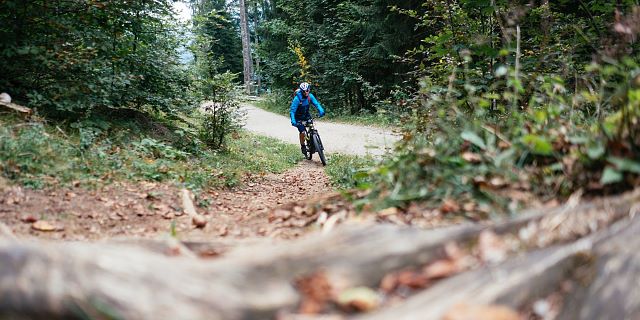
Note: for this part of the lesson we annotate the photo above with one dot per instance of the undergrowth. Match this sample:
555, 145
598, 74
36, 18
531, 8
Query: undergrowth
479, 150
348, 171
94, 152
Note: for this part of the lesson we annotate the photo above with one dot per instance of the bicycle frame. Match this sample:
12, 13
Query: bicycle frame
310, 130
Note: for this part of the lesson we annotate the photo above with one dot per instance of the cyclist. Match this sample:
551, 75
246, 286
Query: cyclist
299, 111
* * *
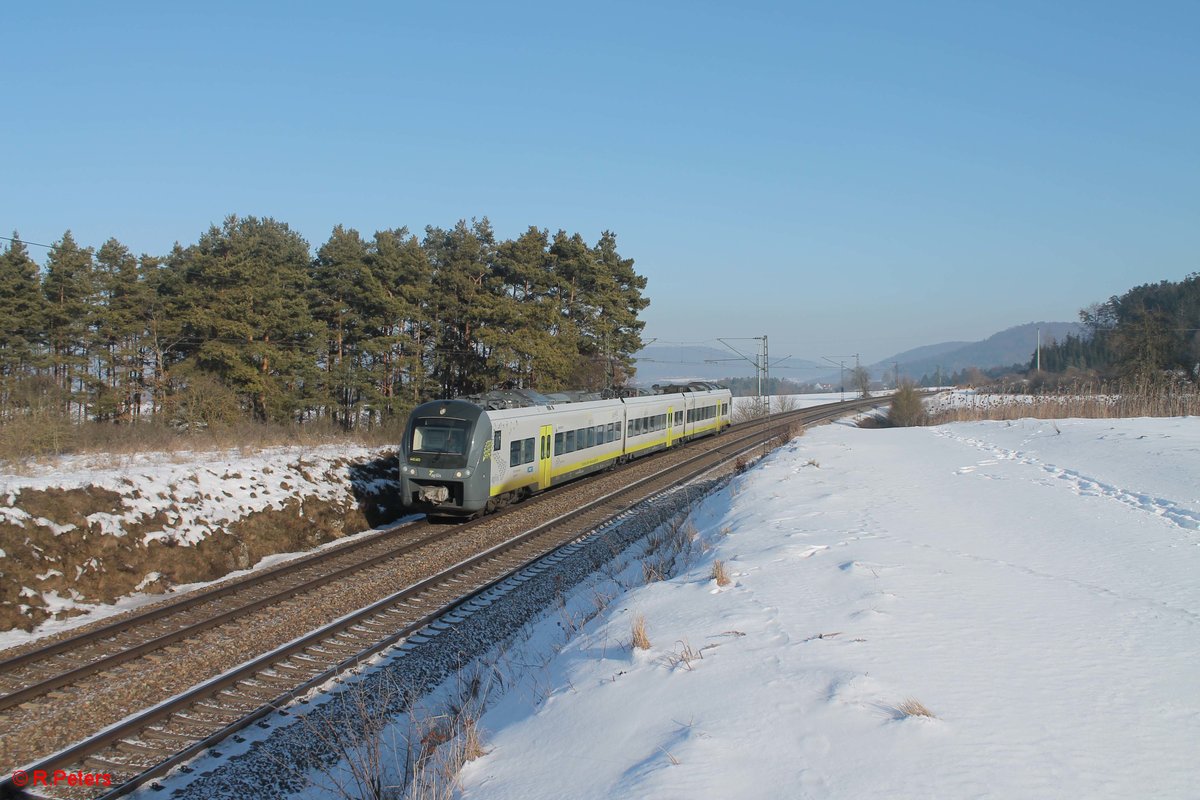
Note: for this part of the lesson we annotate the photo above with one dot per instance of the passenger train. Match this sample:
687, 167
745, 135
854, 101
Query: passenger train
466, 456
...
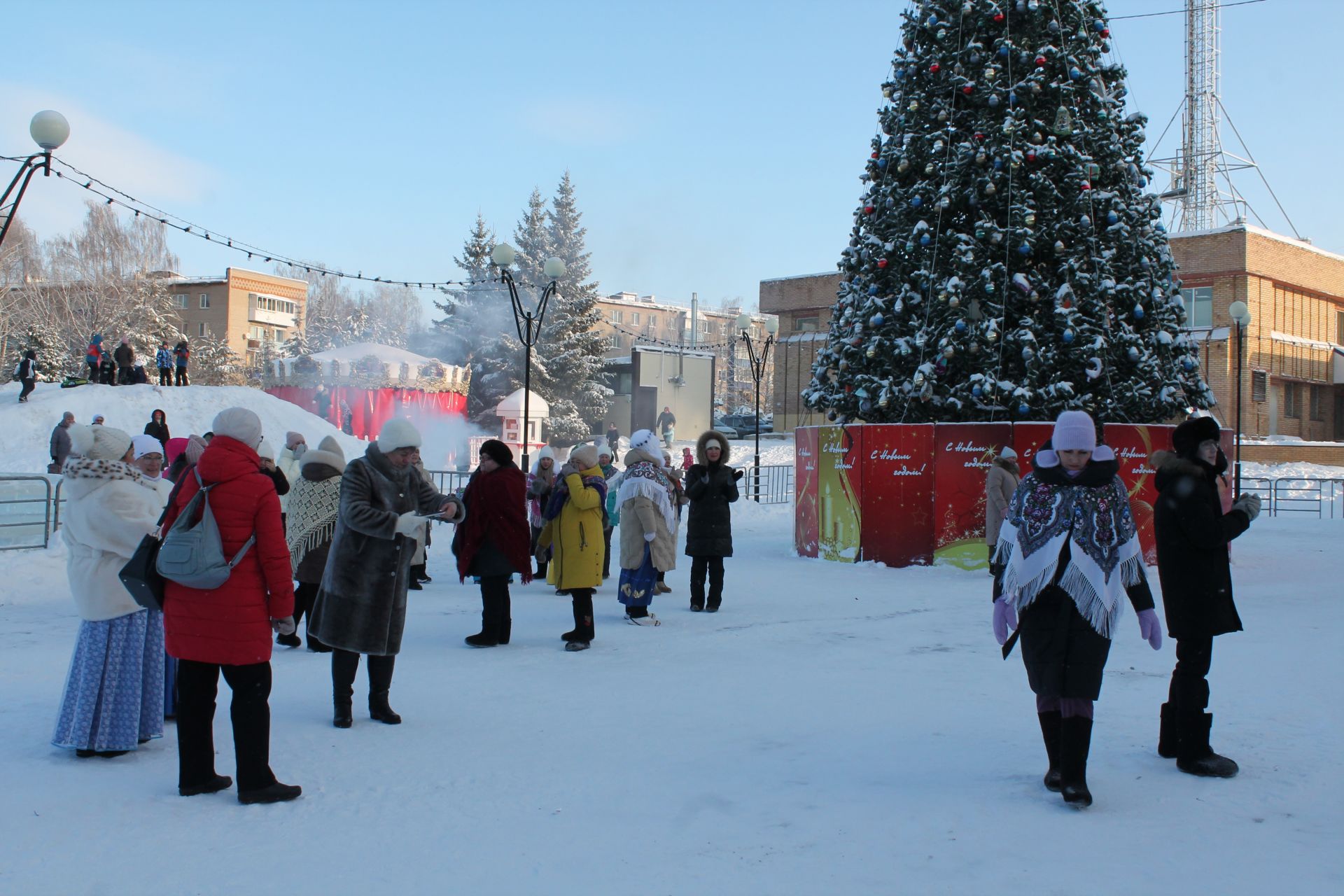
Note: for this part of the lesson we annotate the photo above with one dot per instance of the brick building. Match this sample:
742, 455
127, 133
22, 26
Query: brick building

SET TASK — Set out the entries above as a numbered list, from the line containing "of the brick" through the line containing "Query: brick building", and leave out any blank lines.

THE SOLUTION —
1. Note: for this part of the lesson we annotate the photo above with one dot per instance of the brick building. Match this sample:
2. 742, 455
3. 127, 133
4. 22, 26
5. Query: brick building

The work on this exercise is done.